■ What is expected
From the text on forecasting techniques below, list each example of an explanatory variable it gives for dynamic regression.

■ Selected text
The Bass diffusion model is a new product forecasting technique designed to forecast the spread of a new product based on the adoption rates of two types of users—innovators who are driven by their desire to try new products and imitators who are primarily influenced by the behavior of their peers.
Dynamic regression produces a forecast based on the forecasted item’s history (like uni-variate methods) and that of the explanatory variables (e.g., product promotion, advertising, demographic variables, or macroeconomic indicators). You must provide historic values for the variable to be forecast and the explanatory variables.
Forecast Pro can provide automated selection for the dynamic terms (e.g., lagged dependent variables and Cochrane-Orcutt terms), but the user needs to specify which explanatory variables to include in the model. Forecast Pro provides several test batteries and diagnostics for variable selection and gives you specific advice on how to improve the model. Building a dynamic regression model thus consists of deciding which variables to consider, and following the program’s advice, step-by-step, to identify your final model.
Dynamic regression can outperform exponential smoothing and Box-Jenkins in cases where strong explanatory variables exist, and you have reasonably accurate forecasts for them. Unfortunately, this is not always the case, and in those instances the forecasts may not be as accurate as those from uni-variate methods.
Custom Machine learning models may also include event schedules and explanatory variables as features in a boosted decision tree ensemble model. As with event models and dynamic regression, you must provide historic values for events and explanatory variables.
Like Forecast Pro’s automatic machine learning models, our custom machine learning methodology uses XGBoost, an extreme gradient boosting algorithm, to create an ensemble of decision trees.
Forecast Pro’s machine learning algorithm will automatically select the most relevant features from both the user provided ones and the Forecast Pro generated features. You can automatically train custom machine learning models using the same AI-driven logic that powers Forecast Pro’s automatic machine learning uni-variate models, or you can specify a specific boosted decision tree structure.
If you are new to forecasting and these techniques seem a little intimidating, don’t worry. We designed Forecast Pro to guide you completely through the forecasting process. Just follow the program’s advice and you will soon be generating accurate forecasts and adding value to your business.
Some Forecasting Tips
Forecast Pro uses your data history to forecast the future, so it is extremely important that your data be as accurate and complete as possible. Keep in mind the rule, “garbage in, garbage out!”
You will also want to give some thought to what data you should forecast. If you want to forecast demand for your product, you should probably input and forecast incoming orders rather than shipments, which are subject to production delays, warehousing effects, labor scheduling, etc. Many corporations are making large investments to obtain data as close to true demand as possible.
The more data you can supply the program, the better! The program can work with as few as five data points, but the forecasts from very short series are simplistic and less accurate. Although collecting additional data may require some effort, it is usually worth it.
If your data are seasonal, it is particularly important that you have adequate data length. The automatic model selection algorithms in Forecast Pro will not consider seasonal models unless you have ‘at least two years’ worth of data. This is because you need at least two samples for each month or quarter to distinguish seasonality from one-time irregular patterns. Ideally, you should use three or more years of data to build a seasonal model.

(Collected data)
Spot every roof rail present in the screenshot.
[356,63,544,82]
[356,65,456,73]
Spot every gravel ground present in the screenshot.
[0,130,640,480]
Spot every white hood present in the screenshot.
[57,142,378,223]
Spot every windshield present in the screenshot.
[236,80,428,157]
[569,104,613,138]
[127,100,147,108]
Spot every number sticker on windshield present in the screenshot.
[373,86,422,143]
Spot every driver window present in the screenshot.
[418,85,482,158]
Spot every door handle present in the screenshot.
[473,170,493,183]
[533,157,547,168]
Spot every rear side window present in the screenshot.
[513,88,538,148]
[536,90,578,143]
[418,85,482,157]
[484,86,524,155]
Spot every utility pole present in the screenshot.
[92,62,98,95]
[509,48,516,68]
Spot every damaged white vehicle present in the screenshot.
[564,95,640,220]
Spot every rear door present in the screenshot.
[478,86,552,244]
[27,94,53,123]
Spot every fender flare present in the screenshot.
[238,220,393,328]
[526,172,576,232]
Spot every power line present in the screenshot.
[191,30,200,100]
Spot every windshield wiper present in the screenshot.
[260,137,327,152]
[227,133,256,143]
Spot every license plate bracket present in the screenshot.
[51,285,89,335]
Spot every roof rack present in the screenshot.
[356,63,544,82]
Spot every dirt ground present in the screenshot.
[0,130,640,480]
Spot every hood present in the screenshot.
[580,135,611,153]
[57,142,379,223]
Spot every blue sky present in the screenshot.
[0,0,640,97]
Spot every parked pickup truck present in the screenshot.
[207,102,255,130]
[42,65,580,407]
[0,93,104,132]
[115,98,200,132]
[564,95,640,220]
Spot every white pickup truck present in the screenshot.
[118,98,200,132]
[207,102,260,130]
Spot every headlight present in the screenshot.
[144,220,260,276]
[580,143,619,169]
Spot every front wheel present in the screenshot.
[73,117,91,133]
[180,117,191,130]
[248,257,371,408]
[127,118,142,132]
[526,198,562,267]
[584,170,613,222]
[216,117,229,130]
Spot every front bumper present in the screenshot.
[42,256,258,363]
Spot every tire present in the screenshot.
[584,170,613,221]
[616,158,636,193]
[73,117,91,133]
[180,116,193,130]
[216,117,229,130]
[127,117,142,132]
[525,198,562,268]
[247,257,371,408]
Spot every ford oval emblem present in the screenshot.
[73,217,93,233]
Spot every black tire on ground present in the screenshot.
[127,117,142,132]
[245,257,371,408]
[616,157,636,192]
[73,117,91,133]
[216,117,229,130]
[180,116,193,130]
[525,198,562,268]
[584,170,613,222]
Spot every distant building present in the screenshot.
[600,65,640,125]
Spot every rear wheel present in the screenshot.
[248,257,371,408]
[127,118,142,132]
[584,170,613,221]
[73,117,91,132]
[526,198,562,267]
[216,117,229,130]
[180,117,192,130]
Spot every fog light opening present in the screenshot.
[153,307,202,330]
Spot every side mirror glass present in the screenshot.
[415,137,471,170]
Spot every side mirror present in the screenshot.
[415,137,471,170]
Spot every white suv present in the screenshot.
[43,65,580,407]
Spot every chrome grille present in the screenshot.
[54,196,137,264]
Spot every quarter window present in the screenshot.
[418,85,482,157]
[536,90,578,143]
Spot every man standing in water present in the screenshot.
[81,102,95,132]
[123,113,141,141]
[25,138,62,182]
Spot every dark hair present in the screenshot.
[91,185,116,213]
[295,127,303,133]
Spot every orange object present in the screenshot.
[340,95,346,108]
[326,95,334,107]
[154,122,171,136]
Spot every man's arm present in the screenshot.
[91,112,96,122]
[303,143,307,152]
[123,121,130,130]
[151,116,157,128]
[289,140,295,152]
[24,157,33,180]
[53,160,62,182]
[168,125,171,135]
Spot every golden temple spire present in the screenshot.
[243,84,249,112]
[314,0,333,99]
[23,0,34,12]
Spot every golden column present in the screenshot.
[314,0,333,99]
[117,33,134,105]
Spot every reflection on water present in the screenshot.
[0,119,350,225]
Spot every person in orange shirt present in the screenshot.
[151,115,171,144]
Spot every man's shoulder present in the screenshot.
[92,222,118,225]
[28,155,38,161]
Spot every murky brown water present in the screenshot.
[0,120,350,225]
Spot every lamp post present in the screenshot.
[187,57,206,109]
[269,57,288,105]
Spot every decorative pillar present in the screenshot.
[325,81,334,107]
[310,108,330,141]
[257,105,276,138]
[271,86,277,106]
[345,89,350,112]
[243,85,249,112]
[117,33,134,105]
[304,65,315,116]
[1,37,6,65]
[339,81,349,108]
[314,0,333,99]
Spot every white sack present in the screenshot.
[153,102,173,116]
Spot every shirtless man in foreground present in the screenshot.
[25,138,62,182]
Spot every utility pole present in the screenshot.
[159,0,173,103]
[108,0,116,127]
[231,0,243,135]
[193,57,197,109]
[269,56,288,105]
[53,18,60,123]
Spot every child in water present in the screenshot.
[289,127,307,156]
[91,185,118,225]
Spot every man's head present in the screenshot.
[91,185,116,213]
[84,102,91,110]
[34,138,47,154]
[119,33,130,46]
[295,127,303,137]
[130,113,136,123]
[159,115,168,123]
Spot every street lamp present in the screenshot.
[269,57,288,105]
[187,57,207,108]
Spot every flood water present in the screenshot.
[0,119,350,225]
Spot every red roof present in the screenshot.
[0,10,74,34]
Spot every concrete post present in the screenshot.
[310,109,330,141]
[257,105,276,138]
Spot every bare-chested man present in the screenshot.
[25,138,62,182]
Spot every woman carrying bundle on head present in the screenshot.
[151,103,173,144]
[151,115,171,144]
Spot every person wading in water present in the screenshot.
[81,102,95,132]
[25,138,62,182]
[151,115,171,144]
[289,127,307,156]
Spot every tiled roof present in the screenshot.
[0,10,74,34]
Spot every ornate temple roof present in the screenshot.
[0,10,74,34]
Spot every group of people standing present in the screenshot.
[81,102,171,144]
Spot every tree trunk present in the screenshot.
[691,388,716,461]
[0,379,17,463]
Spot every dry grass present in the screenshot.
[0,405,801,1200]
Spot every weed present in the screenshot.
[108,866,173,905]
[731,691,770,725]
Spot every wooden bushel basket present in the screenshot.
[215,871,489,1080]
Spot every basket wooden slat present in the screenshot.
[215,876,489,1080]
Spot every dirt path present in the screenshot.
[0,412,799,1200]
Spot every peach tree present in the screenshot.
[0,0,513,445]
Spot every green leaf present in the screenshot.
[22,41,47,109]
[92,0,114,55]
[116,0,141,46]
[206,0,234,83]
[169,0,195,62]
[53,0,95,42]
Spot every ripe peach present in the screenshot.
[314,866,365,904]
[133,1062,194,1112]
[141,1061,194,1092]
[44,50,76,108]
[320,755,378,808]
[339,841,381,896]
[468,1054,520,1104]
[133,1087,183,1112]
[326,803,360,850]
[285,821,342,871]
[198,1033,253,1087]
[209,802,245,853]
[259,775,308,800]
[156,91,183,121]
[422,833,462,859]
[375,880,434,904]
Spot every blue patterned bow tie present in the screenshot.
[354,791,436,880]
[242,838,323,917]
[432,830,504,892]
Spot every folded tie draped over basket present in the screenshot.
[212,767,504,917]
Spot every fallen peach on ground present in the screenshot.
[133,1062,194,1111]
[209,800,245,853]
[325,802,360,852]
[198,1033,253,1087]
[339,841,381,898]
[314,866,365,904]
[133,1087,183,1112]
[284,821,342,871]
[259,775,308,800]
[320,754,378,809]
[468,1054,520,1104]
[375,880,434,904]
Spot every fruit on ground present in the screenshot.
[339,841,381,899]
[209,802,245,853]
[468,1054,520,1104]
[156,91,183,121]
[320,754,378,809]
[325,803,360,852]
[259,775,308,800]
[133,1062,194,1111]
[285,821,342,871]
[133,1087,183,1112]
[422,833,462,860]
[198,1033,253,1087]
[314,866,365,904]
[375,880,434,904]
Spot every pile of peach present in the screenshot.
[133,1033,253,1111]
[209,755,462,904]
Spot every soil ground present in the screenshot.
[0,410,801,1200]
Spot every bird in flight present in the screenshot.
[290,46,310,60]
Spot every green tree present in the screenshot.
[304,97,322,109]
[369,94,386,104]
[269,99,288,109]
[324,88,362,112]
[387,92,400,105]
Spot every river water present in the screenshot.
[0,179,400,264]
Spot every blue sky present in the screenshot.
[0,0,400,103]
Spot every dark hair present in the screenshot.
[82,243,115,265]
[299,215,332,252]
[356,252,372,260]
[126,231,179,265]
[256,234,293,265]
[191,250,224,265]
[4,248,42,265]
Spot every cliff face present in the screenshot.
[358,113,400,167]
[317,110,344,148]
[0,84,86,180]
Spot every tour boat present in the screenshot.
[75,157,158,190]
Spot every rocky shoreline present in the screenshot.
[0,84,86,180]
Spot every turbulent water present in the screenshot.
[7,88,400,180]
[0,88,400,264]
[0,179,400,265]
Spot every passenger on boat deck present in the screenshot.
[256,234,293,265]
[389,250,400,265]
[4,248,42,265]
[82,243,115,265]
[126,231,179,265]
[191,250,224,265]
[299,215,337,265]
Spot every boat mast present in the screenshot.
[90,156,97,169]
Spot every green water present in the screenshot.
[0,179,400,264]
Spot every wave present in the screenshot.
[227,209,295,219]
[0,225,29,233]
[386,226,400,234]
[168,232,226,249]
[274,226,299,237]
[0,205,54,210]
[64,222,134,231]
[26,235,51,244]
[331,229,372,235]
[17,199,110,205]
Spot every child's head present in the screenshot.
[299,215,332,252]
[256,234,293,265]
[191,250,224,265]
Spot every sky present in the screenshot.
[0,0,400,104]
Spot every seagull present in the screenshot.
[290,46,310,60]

■ Response below
Product promotion, advertising, demographic variables, and macroeconomic indicators.